What needs to be done:
Nothing goes in the answer except the line that contains "Target: antelope head" and the lines after it to the end of the material below, unchanged.

Records for the exercise:
*** Begin section ***
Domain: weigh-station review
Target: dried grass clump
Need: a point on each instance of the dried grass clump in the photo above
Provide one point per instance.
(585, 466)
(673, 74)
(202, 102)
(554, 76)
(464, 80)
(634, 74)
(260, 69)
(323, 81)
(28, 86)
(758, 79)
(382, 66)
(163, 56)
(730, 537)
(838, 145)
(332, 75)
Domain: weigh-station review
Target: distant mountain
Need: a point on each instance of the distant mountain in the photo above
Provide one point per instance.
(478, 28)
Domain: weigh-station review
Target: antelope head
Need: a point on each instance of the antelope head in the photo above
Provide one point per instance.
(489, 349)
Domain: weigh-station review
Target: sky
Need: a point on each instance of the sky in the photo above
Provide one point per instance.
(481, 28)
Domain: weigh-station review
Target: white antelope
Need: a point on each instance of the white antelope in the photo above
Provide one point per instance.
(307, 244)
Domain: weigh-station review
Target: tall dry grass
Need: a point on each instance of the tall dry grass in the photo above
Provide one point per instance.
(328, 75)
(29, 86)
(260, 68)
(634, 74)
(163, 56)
*** End section ***
Reply:
Target: antelope head
Need: a point on each instance of the antelope head in the photo above
Provide one point per instance.
(489, 349)
Domain: weigh-station review
Target: sky
Need: a point on each instance of the sky in the photo above
Provide one point per instance.
(481, 28)
Domain: weigh-station review
Target: white antelope
Need: a point on each instance of the white antelope in the photo above
Provide one point per instance.
(307, 244)
Domain: weigh-station review
Target: tall dry grass
Need: a point on each instance of the tall dry grass in the photo above
Provide one point per instance.
(328, 75)
(29, 86)
(260, 68)
(634, 74)
(163, 56)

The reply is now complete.